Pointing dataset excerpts
•••••

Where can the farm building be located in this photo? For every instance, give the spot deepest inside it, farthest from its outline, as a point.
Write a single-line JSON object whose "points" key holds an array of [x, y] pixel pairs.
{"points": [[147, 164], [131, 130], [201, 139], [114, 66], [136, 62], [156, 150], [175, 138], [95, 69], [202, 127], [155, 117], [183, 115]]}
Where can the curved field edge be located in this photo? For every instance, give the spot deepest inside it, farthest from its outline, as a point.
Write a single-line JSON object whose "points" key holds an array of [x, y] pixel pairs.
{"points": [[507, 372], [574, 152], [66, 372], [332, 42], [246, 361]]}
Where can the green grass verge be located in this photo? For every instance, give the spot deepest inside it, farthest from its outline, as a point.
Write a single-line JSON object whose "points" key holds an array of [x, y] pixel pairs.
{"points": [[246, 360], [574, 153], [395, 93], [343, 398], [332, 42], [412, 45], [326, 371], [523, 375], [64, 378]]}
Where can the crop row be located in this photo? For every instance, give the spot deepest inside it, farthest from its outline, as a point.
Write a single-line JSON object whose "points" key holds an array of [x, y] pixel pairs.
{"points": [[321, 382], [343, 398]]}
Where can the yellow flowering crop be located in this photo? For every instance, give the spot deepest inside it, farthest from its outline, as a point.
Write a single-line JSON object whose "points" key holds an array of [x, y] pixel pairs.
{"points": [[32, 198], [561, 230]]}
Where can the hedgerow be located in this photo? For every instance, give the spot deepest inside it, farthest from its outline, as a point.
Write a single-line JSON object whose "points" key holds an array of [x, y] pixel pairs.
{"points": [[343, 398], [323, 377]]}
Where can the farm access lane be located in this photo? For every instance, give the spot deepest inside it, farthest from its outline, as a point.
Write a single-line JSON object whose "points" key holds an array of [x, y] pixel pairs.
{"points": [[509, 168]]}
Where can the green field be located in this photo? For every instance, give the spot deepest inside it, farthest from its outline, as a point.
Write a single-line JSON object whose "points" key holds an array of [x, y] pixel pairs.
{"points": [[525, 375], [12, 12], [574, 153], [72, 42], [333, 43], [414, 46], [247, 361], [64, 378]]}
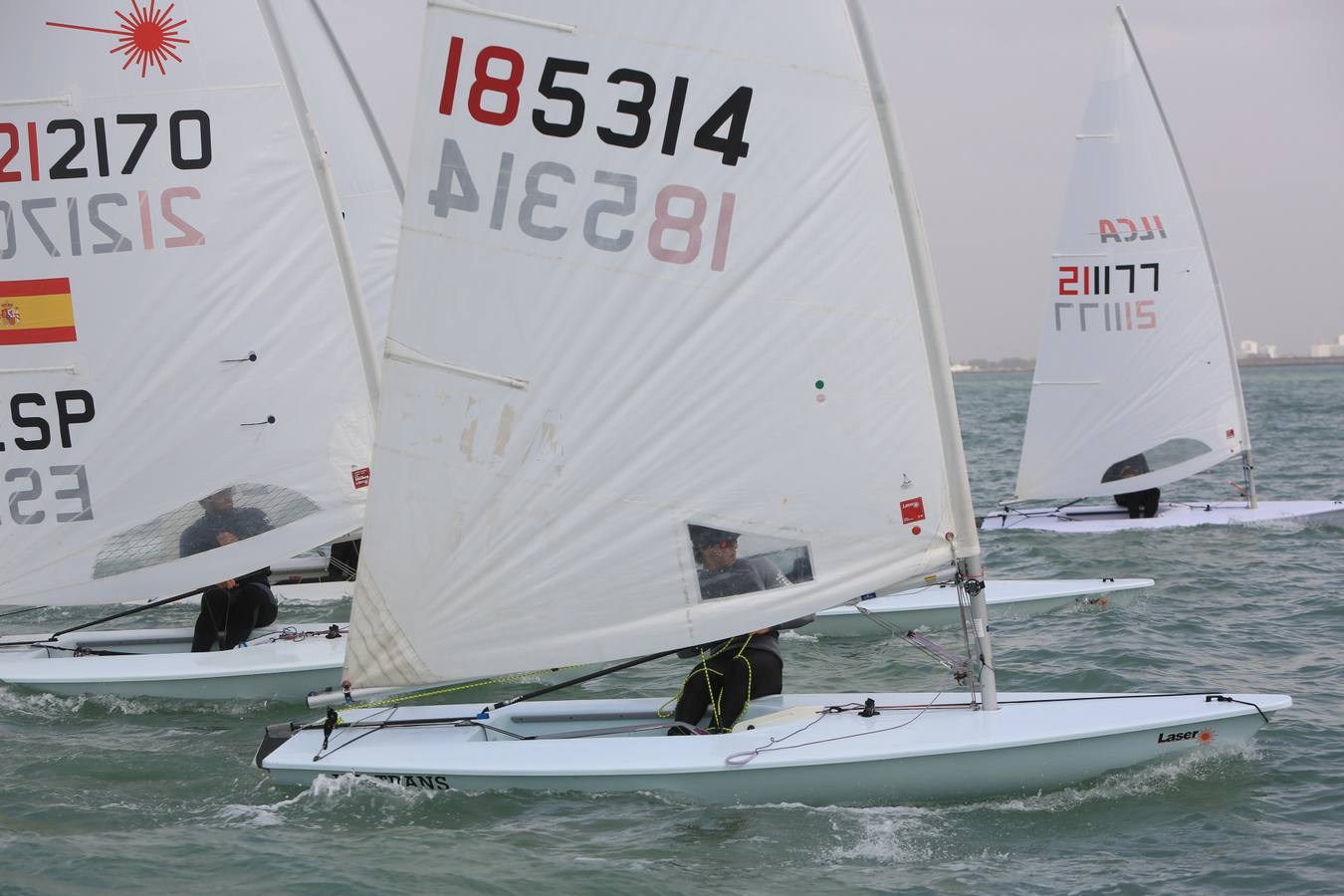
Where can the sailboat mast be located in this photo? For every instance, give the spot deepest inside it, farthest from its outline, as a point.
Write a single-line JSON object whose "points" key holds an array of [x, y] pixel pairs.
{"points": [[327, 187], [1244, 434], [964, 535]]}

•••••

What is expected
Reproduce the records above word for word, leaving out the pictures.

Result
Where can the farm building be located in this photo? For every instance, give the spot deepest inside it, farthest from its outline, as a point.
Write a single-line JSON object whose "points" key holds an array of [x, y] pixel pairs.
{"points": [[147, 164], [131, 130], [201, 139], [114, 66], [136, 62], [156, 150], [175, 138], [95, 69], [202, 127], [155, 117], [183, 115]]}
Where can the curved field edge be located in this photo? For every instance, give the spot deepest inside it, farthest from its outline, as a point.
Write a single-line JSON object whose "points" key holds an array of [x, y] pixel pairs.
{"points": [[507, 372], [574, 152], [66, 372], [332, 42], [246, 361]]}
Where can the green grass verge be located in this photo? For every instance, give the spot deepest inside it, farthest from its outline, as a point.
Write a single-line JSON object whose "points" key holds an array of [x, y] pixel pairs.
{"points": [[246, 360], [574, 153], [395, 93], [343, 398], [332, 42], [412, 45], [326, 371], [523, 375], [64, 378]]}
Where can the crop row be located in this photo? For every instance, give the spot deepest inside it, farthest from its outline, as a point.
Write a single-line JSON object whose "points" key holds an array of [x, y] pixel pairs.
{"points": [[321, 382], [343, 398]]}
Where can the yellow flowering crop be located in this photo? For every instance, give the spot deepest inside it, farthest from its outline, as a point.
Write a single-line JSON object whose "points" key holds an array of [x, y] pixel pairs.
{"points": [[32, 198], [561, 230]]}
Where can the hedgerow be located in this photo? For every instance, give the spot deepest inside it, farthest from its outline, as a point.
Write a single-line JSON object whose "points" key holds an array of [x, y] pixel pairs.
{"points": [[343, 398], [323, 377]]}
Where can the farm access lane be located in this photo? For every instance, give the spot deepest inside it, farthest from its outline, as a point.
Write a single-line JSON object whose "points" key holds an array of [x, y] pixel pairs.
{"points": [[509, 168]]}
Where can the green field be located in this photo? For every instance, give the spot deepest inside it, farthest from its outline, as a point.
Write a single-line JSON object whose "points" key holds an array of [x, y] pixel pairs.
{"points": [[525, 375], [12, 12], [574, 153], [72, 42], [333, 43], [414, 46], [247, 361], [64, 378]]}
Where can the sailboat mast be located in this photo? For every instance, give the spot deepest inside it, farthest from its outline, as a point.
Write a single-line JSON object whose "points" key holds an array of [x, y] pixel pairs.
{"points": [[327, 187], [1244, 434], [964, 535]]}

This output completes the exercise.